- _Exercise goal_
Count the lines in the entries below that contain the word "leggings", and give only that number.

[Point annotation dataset entries]
[BEGIN]
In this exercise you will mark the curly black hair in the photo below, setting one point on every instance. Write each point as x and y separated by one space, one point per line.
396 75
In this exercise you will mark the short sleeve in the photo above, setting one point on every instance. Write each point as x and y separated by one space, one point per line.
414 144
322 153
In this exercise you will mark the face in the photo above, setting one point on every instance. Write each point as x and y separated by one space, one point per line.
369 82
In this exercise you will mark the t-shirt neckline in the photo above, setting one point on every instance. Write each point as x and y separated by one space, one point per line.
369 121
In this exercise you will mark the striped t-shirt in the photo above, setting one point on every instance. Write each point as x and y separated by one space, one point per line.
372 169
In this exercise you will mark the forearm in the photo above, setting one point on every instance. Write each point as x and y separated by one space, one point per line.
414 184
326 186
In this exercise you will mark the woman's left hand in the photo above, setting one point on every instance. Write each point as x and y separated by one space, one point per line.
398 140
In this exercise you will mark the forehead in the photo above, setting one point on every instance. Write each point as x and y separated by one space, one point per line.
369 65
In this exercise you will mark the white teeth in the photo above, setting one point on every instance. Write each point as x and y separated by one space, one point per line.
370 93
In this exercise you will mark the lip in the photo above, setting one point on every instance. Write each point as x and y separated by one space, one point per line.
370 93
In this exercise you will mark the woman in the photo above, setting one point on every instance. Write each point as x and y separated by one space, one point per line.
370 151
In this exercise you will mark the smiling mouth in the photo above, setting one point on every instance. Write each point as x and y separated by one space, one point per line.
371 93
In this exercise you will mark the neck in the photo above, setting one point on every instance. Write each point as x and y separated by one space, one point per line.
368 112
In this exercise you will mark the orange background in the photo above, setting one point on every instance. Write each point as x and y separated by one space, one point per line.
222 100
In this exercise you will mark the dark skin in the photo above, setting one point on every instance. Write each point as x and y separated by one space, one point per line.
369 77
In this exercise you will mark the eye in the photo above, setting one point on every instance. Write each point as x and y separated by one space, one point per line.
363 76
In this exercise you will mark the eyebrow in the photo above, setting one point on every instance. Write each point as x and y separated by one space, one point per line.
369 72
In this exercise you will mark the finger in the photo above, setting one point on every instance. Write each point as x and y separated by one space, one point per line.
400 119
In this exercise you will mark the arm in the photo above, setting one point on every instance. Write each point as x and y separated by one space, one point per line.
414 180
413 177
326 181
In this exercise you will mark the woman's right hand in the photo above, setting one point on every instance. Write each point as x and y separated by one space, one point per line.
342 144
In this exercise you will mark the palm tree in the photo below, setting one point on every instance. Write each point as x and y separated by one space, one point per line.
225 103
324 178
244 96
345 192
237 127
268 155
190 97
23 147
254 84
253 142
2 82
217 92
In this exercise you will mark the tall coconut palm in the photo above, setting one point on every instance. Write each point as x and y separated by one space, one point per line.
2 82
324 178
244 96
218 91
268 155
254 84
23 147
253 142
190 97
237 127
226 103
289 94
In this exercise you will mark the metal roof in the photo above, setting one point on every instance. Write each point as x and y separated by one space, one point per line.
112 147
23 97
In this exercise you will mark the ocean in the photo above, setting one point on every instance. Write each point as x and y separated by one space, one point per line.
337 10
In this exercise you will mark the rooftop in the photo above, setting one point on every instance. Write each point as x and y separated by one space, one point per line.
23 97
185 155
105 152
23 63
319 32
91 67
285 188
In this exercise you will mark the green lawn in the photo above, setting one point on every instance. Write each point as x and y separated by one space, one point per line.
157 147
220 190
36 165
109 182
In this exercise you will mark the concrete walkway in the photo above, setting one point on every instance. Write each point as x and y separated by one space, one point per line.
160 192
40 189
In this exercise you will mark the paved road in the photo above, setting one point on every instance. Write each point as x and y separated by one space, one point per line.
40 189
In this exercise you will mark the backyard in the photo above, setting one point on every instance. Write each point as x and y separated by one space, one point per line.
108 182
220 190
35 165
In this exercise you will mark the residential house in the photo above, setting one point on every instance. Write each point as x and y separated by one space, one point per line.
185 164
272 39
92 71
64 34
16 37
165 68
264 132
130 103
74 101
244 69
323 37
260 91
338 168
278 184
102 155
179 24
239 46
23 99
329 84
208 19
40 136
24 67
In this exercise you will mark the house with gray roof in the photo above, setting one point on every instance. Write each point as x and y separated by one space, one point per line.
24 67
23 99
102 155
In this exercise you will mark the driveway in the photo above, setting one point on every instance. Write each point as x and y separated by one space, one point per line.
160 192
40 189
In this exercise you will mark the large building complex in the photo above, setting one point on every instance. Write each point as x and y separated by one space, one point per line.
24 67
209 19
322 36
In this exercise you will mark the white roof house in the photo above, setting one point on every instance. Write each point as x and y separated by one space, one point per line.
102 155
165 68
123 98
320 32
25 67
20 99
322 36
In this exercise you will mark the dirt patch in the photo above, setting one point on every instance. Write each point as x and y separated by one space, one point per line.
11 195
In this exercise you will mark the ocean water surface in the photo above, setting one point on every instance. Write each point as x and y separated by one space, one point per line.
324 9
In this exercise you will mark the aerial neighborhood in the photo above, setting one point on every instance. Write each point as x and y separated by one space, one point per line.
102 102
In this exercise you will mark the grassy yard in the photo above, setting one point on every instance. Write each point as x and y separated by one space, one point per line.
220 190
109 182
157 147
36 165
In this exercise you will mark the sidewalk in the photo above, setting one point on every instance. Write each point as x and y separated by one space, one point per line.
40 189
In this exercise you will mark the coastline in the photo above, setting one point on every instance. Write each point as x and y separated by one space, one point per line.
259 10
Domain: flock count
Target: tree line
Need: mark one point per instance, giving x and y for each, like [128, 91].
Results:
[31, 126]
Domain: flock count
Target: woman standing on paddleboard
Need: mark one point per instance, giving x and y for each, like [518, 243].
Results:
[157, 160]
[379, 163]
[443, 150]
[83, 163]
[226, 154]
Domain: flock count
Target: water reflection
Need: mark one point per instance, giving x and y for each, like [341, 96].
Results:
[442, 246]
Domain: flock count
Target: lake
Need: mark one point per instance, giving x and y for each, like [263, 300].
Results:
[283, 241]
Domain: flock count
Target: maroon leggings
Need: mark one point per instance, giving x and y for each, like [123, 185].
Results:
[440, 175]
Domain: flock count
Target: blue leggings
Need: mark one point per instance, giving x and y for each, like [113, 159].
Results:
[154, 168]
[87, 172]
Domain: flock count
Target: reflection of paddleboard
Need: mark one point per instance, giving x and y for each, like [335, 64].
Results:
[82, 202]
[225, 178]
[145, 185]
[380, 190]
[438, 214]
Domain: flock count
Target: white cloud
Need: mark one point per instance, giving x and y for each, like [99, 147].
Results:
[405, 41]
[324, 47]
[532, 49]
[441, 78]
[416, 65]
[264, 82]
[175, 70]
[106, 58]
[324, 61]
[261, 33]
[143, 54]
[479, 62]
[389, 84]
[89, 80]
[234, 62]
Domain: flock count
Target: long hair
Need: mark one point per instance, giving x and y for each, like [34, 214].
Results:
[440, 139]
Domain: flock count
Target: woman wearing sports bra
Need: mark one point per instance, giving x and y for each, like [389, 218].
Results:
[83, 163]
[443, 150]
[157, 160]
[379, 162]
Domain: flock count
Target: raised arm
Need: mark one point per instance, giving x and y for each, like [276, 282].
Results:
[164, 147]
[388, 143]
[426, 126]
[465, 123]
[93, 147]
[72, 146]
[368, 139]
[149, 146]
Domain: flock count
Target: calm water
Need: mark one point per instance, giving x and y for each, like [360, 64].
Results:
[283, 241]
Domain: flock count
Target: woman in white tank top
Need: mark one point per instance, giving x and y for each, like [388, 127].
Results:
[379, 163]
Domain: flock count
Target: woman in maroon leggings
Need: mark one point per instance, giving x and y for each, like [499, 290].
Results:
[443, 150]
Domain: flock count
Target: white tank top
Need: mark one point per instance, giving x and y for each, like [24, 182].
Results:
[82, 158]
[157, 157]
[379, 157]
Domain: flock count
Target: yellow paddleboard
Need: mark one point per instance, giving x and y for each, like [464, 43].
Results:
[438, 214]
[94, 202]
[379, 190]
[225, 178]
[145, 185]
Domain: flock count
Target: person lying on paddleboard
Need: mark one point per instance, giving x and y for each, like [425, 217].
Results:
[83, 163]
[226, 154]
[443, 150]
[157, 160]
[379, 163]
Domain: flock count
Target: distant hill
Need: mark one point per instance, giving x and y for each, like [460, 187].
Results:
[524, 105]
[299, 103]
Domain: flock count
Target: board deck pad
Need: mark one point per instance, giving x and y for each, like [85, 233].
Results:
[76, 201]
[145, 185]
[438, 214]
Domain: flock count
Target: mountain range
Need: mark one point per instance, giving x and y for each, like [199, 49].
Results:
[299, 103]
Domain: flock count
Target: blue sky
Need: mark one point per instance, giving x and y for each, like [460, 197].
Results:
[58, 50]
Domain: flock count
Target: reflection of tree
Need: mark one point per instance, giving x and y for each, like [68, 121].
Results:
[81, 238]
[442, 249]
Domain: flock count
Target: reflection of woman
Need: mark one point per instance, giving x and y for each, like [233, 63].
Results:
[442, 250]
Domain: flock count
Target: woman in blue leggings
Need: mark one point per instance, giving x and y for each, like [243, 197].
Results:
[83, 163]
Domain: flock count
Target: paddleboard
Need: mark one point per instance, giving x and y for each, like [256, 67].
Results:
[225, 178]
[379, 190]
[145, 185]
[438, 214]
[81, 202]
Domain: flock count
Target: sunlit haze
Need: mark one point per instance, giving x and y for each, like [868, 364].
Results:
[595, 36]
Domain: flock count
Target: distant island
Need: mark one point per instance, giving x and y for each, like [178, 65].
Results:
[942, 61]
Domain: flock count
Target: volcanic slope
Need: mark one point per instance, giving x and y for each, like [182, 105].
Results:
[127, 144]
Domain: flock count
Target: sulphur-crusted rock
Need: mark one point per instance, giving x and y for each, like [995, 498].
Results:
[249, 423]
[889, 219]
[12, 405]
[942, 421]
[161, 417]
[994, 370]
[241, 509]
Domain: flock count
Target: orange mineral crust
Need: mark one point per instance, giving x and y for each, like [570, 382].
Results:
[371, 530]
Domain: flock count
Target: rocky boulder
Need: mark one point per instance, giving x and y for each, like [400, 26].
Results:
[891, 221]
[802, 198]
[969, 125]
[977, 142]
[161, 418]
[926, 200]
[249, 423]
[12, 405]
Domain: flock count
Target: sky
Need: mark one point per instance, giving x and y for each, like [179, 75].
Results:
[END]
- _Final result_
4